DIRECTIONS FOR THIS TASK
Set down the line that contains "box: [12, 28, 80, 85]" and every line after it to the end of the entries, exactly as they stand and nothing more.

===== EXERCISE MATERIAL

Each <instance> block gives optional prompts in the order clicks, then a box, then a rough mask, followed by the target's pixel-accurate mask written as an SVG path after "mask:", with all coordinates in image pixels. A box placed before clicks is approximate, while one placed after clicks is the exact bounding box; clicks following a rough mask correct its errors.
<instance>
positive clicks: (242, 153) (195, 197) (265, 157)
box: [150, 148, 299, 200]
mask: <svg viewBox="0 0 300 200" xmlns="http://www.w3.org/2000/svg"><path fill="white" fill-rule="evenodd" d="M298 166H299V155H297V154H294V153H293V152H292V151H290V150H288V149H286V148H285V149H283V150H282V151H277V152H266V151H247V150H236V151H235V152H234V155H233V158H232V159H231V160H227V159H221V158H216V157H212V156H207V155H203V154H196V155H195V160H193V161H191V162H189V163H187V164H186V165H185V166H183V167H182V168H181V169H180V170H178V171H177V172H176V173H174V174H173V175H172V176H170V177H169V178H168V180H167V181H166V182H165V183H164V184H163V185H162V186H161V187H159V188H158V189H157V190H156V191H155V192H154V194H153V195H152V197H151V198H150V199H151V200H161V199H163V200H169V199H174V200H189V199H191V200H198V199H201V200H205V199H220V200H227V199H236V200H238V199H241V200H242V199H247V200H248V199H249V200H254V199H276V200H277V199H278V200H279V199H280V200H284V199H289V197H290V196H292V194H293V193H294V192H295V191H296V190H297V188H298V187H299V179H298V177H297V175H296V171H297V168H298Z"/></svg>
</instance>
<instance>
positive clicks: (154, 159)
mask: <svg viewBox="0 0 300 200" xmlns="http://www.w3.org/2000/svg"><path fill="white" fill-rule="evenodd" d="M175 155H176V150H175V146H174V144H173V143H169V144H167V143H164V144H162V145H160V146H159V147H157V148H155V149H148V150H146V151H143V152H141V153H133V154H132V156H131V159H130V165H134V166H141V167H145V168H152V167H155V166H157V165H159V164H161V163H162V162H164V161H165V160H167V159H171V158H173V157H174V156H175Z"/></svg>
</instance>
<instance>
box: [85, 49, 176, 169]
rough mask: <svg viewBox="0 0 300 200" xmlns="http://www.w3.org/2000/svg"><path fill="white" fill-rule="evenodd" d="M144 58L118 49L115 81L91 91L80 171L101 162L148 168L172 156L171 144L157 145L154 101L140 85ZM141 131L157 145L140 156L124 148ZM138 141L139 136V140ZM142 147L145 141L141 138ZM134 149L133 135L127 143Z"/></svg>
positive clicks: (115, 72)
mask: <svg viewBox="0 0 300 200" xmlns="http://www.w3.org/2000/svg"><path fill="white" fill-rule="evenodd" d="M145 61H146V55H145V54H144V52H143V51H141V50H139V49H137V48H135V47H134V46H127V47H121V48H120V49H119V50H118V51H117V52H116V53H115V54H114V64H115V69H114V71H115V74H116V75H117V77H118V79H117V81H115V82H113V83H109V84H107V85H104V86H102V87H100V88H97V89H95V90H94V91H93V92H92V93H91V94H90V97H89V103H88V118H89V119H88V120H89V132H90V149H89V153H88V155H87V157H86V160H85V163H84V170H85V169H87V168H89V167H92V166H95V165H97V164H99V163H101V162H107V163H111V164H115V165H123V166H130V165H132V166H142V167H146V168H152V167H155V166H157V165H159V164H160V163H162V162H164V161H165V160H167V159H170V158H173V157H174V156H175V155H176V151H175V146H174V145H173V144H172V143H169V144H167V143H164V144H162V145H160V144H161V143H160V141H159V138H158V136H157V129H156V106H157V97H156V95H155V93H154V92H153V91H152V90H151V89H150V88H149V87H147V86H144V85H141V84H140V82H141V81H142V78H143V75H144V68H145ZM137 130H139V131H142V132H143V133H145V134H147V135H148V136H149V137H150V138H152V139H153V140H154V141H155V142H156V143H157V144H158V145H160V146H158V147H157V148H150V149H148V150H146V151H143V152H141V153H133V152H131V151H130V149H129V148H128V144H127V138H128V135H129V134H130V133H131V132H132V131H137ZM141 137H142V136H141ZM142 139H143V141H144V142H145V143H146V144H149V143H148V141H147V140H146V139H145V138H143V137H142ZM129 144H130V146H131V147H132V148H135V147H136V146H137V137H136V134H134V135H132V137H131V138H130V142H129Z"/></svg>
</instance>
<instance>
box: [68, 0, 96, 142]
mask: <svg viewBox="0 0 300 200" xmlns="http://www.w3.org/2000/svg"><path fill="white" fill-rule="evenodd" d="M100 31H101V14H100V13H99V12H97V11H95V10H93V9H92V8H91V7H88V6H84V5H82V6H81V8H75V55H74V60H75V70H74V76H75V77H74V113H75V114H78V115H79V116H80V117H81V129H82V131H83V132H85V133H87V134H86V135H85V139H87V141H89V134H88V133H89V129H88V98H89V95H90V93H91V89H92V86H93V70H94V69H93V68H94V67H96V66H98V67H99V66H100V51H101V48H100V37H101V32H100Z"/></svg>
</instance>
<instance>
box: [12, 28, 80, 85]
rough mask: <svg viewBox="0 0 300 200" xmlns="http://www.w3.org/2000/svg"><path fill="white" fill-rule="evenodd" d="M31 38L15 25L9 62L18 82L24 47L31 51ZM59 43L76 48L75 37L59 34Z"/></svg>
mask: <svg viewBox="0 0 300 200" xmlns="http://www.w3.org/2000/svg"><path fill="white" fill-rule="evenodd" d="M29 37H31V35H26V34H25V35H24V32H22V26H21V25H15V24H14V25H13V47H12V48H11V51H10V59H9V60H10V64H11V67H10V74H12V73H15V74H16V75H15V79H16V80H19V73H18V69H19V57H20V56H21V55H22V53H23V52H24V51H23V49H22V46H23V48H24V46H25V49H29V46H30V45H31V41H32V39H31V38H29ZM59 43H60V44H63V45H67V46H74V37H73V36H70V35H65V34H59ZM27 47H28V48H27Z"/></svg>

==========

ANSWER BOX
box: [12, 28, 80, 85]
rough mask: <svg viewBox="0 0 300 200" xmlns="http://www.w3.org/2000/svg"><path fill="white" fill-rule="evenodd" d="M31 38L15 25L9 62L18 82L24 47L31 51ZM59 43L76 48L75 37L59 34Z"/></svg>
mask: <svg viewBox="0 0 300 200" xmlns="http://www.w3.org/2000/svg"><path fill="white" fill-rule="evenodd" d="M29 37H31V35H26V34H25V35H24V32H22V26H21V25H15V24H14V25H13V47H12V48H11V51H10V59H9V60H10V64H11V67H10V74H12V73H15V74H16V75H15V79H16V80H19V73H18V69H19V57H20V56H21V55H22V53H23V52H24V51H23V49H22V46H23V48H24V46H25V49H29V46H30V45H31V41H32V39H31V38H29ZM59 43H60V44H63V45H67V46H74V37H73V36H70V35H65V34H59ZM27 47H28V48H27Z"/></svg>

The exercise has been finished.